YOUR TASK:
Show each line of the data below that contains the string "wire", copied in full and in its original order.
* START RECORDS *
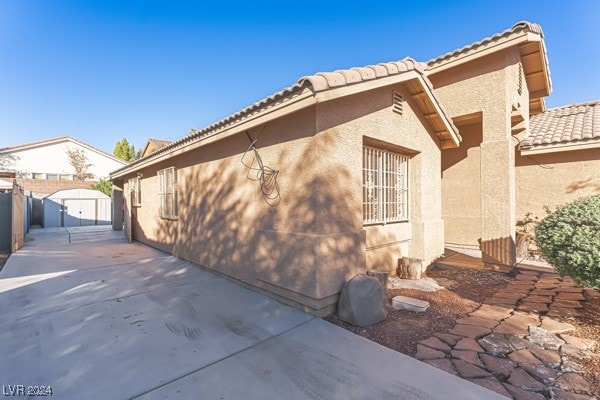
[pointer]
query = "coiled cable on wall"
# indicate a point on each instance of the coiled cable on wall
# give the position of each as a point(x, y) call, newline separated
point(265, 176)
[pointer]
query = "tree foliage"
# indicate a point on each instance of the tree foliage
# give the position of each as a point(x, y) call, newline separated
point(103, 186)
point(124, 150)
point(570, 240)
point(79, 161)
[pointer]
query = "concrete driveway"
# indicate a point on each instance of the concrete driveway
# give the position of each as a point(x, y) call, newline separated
point(95, 317)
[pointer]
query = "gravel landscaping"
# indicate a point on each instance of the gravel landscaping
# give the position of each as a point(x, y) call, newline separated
point(527, 335)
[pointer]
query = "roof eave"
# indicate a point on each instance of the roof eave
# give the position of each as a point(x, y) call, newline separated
point(517, 39)
point(439, 120)
point(560, 147)
point(303, 100)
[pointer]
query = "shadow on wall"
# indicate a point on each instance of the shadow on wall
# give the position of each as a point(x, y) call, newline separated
point(225, 224)
point(584, 184)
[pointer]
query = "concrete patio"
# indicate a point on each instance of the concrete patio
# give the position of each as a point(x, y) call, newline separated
point(95, 317)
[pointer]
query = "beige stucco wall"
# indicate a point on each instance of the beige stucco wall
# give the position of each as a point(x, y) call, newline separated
point(461, 189)
point(344, 125)
point(555, 178)
point(485, 89)
point(306, 247)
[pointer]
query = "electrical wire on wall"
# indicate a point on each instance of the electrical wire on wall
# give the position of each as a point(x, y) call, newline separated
point(258, 171)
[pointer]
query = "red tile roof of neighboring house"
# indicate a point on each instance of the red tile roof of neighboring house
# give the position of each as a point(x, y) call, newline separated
* END RECORDS *
SOLUTION FOR THIS TASK:
query = "electrical wire on wall"
# indicate a point on each instance of the electrical wire on wall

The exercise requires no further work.